Source records ::
○ ○ ○

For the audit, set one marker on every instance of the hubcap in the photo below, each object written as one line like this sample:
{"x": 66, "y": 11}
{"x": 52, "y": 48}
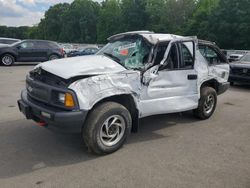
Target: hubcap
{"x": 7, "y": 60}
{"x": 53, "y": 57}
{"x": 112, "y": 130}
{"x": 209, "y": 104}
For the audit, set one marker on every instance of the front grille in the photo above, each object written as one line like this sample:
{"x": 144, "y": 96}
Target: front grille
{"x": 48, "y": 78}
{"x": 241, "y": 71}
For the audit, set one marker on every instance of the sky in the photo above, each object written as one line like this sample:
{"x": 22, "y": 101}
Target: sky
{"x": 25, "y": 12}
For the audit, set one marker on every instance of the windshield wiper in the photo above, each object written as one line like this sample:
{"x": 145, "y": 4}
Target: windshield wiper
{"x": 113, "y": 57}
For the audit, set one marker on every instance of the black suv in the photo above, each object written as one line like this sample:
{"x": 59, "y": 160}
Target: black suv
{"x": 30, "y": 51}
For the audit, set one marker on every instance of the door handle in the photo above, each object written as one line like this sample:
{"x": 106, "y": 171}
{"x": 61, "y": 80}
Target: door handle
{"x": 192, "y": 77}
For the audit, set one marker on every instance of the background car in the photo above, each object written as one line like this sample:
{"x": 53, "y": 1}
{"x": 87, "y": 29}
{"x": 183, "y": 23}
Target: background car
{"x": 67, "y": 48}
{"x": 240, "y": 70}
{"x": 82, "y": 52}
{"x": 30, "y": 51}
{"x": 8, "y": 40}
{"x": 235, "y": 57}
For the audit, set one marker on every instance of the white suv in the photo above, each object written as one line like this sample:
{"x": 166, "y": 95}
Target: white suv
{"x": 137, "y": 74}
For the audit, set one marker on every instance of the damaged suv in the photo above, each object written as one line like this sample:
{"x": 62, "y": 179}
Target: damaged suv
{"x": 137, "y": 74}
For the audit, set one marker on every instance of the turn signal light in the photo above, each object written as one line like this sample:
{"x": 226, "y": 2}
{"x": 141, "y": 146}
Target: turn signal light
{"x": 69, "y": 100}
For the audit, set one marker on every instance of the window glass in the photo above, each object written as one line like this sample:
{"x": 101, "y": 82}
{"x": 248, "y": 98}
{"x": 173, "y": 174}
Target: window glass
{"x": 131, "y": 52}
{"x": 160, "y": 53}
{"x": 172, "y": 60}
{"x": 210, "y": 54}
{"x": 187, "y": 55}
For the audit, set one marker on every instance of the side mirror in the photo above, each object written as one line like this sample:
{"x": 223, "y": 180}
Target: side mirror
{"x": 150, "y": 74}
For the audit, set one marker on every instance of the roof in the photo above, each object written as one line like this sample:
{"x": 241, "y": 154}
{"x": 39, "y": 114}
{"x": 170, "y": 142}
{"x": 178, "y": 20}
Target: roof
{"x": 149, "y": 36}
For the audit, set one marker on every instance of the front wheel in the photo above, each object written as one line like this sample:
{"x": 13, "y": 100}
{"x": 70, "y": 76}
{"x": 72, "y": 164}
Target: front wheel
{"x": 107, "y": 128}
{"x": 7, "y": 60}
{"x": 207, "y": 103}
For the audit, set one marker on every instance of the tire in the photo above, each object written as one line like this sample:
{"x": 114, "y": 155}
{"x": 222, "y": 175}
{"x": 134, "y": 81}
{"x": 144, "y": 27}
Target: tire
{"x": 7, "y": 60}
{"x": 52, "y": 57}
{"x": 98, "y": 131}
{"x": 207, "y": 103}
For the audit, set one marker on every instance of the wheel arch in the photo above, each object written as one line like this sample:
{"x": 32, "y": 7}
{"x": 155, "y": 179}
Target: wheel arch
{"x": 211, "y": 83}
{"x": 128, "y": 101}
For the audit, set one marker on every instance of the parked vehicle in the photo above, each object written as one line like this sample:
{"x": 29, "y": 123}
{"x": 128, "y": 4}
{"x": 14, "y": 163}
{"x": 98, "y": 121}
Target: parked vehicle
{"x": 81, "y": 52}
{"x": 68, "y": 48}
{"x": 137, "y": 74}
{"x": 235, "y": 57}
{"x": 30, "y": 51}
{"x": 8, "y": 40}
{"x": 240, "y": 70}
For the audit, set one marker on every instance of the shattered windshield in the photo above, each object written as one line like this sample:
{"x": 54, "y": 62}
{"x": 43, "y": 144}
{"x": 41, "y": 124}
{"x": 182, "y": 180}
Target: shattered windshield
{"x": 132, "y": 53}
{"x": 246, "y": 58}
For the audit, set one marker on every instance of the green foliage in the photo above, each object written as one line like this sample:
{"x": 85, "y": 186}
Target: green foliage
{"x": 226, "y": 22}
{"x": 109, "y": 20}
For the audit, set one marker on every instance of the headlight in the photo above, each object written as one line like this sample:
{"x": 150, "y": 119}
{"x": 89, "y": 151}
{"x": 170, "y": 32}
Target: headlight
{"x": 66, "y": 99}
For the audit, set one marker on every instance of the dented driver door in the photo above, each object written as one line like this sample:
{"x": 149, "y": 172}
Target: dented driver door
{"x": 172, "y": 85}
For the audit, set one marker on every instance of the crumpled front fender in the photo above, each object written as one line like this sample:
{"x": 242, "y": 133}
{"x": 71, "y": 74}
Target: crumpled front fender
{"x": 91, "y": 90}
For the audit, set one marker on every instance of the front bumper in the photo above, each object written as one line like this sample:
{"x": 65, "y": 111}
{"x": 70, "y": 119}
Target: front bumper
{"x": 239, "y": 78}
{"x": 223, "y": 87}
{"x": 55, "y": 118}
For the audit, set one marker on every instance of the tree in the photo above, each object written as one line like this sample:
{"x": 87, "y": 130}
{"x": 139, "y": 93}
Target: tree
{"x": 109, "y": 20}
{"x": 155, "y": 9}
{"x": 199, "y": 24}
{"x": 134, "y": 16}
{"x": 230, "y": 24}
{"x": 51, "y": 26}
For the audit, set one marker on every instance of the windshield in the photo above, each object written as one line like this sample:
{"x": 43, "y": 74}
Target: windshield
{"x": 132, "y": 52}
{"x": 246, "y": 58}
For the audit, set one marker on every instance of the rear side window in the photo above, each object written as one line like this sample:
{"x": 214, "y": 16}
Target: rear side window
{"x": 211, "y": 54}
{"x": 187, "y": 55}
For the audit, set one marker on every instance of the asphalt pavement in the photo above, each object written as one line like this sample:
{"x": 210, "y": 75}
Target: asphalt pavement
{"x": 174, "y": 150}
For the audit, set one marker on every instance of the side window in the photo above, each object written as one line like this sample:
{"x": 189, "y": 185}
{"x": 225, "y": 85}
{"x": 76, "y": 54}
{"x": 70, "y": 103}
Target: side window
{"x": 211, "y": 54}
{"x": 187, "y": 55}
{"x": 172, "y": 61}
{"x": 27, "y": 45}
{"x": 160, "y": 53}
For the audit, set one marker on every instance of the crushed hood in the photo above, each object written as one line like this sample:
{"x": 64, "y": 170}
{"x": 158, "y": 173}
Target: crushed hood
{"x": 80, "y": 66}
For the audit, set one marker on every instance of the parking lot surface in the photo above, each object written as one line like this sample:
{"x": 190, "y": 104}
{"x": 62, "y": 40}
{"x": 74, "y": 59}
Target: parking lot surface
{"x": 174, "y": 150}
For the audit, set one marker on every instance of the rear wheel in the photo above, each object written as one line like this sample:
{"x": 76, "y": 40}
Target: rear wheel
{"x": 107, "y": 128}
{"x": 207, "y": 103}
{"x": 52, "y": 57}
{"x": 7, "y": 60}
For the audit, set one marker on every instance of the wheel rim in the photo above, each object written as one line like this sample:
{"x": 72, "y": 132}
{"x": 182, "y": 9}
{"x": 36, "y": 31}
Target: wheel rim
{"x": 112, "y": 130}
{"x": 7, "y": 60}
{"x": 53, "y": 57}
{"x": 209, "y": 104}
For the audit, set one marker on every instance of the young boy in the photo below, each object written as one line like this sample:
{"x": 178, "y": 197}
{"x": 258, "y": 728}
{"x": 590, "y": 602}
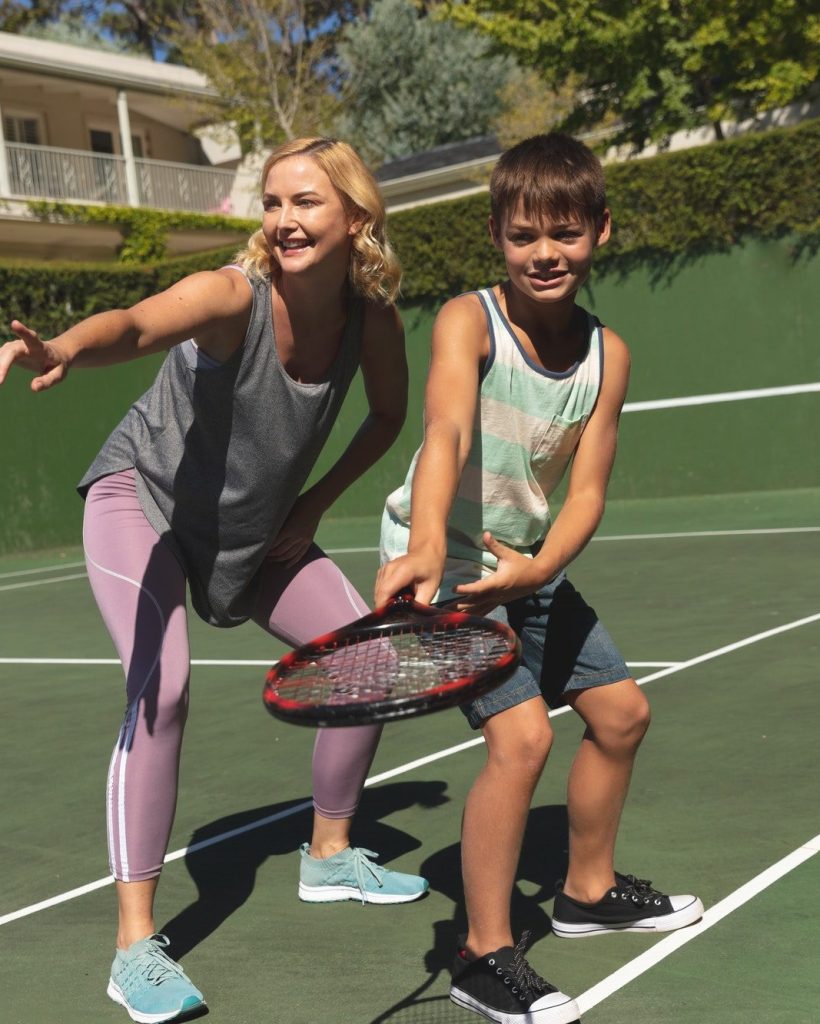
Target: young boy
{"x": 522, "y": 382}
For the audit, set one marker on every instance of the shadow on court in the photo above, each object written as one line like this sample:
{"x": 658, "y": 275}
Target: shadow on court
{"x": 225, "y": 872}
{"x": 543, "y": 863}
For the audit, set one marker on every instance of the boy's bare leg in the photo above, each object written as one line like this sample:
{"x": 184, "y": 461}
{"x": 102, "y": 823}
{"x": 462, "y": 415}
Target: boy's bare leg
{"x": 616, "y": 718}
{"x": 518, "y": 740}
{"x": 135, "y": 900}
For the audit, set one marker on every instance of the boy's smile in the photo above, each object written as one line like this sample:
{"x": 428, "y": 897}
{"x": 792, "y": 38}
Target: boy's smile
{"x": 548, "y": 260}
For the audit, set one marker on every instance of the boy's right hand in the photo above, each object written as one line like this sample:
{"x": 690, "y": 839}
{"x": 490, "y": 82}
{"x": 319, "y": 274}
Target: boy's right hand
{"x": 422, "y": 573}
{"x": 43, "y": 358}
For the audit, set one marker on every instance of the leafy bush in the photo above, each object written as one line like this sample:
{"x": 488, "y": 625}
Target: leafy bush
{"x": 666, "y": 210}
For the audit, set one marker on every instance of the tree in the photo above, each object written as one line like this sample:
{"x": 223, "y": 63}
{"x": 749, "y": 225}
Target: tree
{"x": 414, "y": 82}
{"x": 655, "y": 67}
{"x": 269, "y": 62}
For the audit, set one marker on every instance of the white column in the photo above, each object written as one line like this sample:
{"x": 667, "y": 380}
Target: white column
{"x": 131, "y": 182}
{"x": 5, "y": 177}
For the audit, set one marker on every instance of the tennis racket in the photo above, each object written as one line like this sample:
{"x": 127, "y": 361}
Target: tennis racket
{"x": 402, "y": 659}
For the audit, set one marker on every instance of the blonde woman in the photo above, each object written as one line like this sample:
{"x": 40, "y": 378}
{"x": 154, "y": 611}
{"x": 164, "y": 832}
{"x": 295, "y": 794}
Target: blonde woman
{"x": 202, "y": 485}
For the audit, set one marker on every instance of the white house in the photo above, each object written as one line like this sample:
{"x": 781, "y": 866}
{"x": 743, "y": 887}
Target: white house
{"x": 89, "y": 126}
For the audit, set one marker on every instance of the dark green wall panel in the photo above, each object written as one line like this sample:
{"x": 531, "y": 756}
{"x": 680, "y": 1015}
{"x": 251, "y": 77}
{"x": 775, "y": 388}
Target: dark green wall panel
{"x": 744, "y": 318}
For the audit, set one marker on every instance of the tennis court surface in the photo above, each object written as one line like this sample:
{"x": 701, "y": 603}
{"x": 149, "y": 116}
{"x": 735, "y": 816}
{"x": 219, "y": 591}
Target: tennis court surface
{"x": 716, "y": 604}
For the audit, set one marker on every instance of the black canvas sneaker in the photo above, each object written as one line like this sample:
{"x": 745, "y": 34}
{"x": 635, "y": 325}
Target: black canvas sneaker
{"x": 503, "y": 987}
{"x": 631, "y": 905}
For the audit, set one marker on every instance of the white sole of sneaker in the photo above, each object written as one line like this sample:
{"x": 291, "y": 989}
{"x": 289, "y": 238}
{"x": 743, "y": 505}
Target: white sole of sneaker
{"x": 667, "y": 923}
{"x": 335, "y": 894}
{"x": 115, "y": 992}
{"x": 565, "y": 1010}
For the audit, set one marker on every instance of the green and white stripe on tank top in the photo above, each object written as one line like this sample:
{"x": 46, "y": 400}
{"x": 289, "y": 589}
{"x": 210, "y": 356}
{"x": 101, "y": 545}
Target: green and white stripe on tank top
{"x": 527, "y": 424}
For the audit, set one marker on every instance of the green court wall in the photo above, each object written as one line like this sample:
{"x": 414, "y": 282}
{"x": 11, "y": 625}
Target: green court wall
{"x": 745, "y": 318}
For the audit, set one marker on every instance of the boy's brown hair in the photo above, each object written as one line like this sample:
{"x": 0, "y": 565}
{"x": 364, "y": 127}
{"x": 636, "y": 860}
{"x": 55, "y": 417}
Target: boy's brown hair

○ ○ ○

Aim of the task :: Return exactly the lines of the data, and only those, from the line with "the green court" through the last line, inclusive.

Worked solution ::
For the audit, set one marker on every instance of the green court wall in the photo above, each object written as one line like this sample:
{"x": 414, "y": 282}
{"x": 11, "y": 625}
Target: green court wall
{"x": 745, "y": 318}
For the audit, set one marker on every instance of the boy's brown hair in the photo above, each object written as one line like this sample:
{"x": 0, "y": 565}
{"x": 364, "y": 127}
{"x": 636, "y": 860}
{"x": 55, "y": 417}
Target: boy's brown hair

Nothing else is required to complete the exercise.